--- Start of SOURCE DOCUMENT ---

The point is that, however dreadful your circumstances, there is hope. Through her skill at an unlikely craft, Mrs Delany has now become quite famous. Another example of women being treated like chattels (and surviving) is Lady Dorothy Nevill (1826-1913). She was 21 when she was married off to a cousin 20 years her senior, ‘a religious man with an income of £8,000 a year’ (about £600,000 today, almost banker standard). This followed a scandal when she had been discovered in a summer house with the wrong sort of rake, George Smythe MP (those MPs-at it then and at it now!).
No one today knows just what they were doing in the summer house, but he refused to marry her-just as well by the sound of it-and she was thrown by her parents to Reginald Henry Nevill. Like Mrs Delany, she was a clever, entertaining woman, who knew Whistler and Disraeli (perhaps a bit too well-her youngest son was thought to be the Prime Minister’s), although Queen Victoria refused to meet her. She got her own back through wildly extravagant gardening at Dangstein in West Sussex (as revenge, I think). There were 34 gardeners and 17 hot houses. Her pigeons had Chinese whistles on their tails. She bred silkworms that crawled up men’s trousers.

--- End of SOURCE DOCUMENT ---
--- Start of DATA SUPPLIED ---

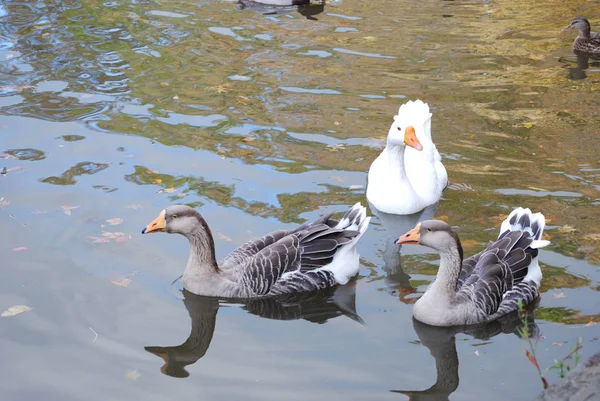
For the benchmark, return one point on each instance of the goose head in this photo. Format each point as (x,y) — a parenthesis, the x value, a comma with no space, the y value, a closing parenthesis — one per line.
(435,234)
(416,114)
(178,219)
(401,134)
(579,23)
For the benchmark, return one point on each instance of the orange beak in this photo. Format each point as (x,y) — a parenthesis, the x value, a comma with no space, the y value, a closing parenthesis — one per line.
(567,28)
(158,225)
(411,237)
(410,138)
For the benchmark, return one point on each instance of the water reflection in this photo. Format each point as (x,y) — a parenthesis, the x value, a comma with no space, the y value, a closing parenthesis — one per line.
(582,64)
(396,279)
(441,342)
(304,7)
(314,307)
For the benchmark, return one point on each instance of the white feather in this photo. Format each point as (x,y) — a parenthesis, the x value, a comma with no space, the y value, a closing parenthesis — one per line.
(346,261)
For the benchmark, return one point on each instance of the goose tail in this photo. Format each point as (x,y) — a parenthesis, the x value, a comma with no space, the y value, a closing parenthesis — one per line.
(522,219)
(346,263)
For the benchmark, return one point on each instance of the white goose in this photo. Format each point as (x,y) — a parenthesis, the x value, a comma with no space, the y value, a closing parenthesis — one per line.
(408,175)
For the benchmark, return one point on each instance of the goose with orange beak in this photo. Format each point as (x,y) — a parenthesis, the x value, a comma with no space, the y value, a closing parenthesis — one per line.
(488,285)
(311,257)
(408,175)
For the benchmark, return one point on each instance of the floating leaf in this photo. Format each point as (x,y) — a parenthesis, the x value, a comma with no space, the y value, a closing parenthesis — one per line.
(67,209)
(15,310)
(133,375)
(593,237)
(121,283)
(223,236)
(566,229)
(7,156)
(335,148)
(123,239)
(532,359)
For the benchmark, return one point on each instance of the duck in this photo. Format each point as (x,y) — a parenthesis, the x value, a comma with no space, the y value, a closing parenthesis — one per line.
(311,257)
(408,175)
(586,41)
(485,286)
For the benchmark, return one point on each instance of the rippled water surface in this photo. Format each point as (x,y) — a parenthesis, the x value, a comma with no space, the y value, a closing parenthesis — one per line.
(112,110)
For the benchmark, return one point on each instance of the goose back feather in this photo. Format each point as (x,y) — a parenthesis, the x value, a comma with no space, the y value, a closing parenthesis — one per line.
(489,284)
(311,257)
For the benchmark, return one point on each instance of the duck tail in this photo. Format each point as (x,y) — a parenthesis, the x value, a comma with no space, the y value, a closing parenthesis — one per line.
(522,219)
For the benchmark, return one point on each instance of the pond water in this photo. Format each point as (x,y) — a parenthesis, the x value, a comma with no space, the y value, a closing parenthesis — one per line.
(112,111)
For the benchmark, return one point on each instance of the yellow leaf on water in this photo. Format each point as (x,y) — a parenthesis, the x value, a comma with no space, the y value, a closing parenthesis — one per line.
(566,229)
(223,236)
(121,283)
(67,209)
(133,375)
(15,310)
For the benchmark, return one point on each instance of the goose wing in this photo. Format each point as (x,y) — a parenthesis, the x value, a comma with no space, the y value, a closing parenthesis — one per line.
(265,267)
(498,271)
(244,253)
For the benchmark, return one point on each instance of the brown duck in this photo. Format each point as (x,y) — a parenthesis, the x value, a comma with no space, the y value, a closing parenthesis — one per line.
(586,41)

--- End of DATA SUPPLIED ---
--- Start of DATA SUPPLIED ---

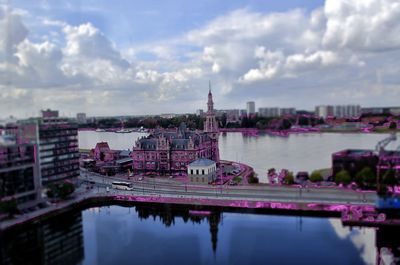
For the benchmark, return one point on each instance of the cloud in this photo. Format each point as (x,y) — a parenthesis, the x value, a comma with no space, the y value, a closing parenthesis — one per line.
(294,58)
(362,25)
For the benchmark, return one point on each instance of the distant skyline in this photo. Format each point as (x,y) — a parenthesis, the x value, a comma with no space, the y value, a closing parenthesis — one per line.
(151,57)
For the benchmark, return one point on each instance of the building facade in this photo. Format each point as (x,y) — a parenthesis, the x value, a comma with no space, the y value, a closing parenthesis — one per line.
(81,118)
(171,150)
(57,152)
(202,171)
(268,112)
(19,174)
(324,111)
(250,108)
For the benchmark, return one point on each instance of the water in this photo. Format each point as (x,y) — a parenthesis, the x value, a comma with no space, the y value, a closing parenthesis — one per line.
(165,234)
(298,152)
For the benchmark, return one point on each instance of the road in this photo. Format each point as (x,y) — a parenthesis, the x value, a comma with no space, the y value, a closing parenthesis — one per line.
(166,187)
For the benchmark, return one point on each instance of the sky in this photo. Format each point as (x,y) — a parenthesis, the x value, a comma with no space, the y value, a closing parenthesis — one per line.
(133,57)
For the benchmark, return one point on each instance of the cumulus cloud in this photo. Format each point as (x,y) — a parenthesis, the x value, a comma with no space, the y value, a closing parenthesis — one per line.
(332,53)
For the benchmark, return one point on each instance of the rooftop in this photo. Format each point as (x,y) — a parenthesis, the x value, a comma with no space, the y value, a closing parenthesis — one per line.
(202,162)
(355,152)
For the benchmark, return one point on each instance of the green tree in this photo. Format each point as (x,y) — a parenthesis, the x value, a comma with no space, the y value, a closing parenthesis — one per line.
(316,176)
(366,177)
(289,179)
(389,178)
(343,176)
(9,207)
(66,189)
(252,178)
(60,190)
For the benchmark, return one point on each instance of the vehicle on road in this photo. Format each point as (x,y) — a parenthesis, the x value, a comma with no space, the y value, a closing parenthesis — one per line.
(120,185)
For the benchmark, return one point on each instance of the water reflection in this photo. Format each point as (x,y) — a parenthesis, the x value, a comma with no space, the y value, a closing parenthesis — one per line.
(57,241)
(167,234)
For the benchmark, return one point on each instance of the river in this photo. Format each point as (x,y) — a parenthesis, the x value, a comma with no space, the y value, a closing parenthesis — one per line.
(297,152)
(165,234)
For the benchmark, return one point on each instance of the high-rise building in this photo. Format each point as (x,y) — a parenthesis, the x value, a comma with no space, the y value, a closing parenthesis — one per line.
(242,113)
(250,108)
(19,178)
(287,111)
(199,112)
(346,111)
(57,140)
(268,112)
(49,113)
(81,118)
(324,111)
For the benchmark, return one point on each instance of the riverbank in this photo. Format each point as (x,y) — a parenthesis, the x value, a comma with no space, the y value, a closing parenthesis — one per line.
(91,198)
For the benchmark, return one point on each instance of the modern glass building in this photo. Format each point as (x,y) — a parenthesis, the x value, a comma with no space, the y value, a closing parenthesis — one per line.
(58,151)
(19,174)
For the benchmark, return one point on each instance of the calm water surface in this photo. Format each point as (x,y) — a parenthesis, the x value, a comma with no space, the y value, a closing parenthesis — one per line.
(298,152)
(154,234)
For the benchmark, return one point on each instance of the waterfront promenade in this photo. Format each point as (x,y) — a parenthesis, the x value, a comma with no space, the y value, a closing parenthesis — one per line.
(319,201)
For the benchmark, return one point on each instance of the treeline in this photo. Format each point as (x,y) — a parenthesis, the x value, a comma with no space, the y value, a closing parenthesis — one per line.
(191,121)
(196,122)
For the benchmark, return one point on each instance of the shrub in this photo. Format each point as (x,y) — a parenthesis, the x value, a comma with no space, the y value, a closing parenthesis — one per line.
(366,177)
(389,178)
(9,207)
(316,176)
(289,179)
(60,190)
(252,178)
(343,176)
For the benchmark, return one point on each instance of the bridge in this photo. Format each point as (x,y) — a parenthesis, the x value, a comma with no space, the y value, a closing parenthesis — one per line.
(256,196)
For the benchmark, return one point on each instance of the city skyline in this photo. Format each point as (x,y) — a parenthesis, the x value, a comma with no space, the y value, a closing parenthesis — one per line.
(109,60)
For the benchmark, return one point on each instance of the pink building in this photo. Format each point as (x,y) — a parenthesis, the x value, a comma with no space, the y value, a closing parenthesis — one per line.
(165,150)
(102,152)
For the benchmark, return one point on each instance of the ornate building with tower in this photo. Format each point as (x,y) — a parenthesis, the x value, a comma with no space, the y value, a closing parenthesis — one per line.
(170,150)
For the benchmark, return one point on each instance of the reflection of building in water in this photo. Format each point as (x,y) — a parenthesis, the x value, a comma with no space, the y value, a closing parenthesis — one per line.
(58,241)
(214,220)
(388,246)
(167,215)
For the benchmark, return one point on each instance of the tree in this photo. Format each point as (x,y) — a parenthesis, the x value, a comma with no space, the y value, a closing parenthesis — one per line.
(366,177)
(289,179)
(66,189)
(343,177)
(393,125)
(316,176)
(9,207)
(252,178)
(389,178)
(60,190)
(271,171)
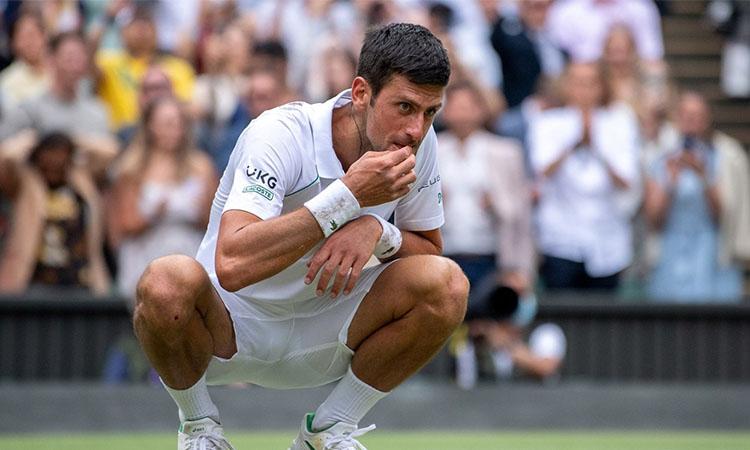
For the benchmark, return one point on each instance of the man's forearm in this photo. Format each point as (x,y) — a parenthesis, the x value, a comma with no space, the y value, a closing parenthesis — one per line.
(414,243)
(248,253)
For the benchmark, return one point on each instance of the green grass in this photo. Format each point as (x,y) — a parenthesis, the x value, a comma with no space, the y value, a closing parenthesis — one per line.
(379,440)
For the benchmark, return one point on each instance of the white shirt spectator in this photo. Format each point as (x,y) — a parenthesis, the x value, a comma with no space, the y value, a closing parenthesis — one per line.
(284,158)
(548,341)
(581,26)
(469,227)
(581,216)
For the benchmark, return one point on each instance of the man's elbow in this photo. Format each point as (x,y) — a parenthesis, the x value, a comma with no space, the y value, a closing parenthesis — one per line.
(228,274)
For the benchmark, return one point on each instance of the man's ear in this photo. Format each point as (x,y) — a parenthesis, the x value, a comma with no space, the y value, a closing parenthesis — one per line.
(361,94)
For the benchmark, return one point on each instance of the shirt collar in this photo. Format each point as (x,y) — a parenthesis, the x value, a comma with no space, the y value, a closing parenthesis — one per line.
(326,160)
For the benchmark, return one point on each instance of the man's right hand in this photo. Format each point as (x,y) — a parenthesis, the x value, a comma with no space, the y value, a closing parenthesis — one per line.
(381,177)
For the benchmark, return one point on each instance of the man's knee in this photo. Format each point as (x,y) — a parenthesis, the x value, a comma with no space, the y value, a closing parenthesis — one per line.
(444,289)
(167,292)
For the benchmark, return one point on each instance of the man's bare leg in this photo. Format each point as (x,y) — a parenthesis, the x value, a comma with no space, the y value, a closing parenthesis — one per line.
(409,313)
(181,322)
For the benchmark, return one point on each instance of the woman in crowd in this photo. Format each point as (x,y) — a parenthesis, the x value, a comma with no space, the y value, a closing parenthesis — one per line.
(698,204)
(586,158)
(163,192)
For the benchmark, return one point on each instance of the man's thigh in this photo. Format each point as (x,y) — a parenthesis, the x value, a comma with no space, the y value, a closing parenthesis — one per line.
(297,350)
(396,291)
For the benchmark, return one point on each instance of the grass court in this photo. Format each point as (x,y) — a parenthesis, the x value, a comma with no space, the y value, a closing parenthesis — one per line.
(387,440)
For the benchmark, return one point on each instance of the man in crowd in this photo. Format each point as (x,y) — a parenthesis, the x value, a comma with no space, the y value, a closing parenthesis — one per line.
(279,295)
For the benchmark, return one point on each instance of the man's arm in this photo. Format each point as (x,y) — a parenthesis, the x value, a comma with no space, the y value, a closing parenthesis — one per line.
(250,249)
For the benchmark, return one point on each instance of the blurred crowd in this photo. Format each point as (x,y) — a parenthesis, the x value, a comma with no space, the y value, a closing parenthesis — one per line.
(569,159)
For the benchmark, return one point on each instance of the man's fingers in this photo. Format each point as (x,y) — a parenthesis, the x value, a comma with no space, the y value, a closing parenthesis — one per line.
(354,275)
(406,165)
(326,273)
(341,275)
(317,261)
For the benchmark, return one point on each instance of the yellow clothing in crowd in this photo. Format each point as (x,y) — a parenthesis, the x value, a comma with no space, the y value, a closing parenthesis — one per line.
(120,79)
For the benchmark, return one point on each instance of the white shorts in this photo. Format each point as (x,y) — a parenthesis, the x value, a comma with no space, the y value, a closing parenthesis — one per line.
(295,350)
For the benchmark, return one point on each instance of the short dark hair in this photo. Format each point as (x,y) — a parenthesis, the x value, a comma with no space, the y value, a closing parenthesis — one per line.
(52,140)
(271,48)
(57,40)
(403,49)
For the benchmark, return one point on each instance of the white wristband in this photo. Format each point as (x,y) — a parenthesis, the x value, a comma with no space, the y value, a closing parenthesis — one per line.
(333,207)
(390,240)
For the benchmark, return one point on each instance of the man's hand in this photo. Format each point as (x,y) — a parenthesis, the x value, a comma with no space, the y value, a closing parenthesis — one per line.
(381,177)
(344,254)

--- End of DATA SUPPLIED ---

# TASKS TO CARRY OUT
[A] In the passage about Lady Dorothy Nevill, how many hot houses were there at Dangstein?
[B] Extend the passage about Lady Dorothy Nevill, starting right after its last sentence.

# ANSWERS TO THE EXERCISE
[A] 17

[B]
When her husband died in 1878, leaving her with an annuity of £800 (about £64,000 today), she had to sell up. But what a revenge: cut dead by Queen Victoria and married to a dull country squire, she made Dang-stein’s gardens ‘into one of our finest in the richness of its collections’. She wrote her memoirs and, to gardeners, she’s still famous. Mrs Delany and Lady Dorothy show what could be done in eras that were almost as repressive to women as the Taliban.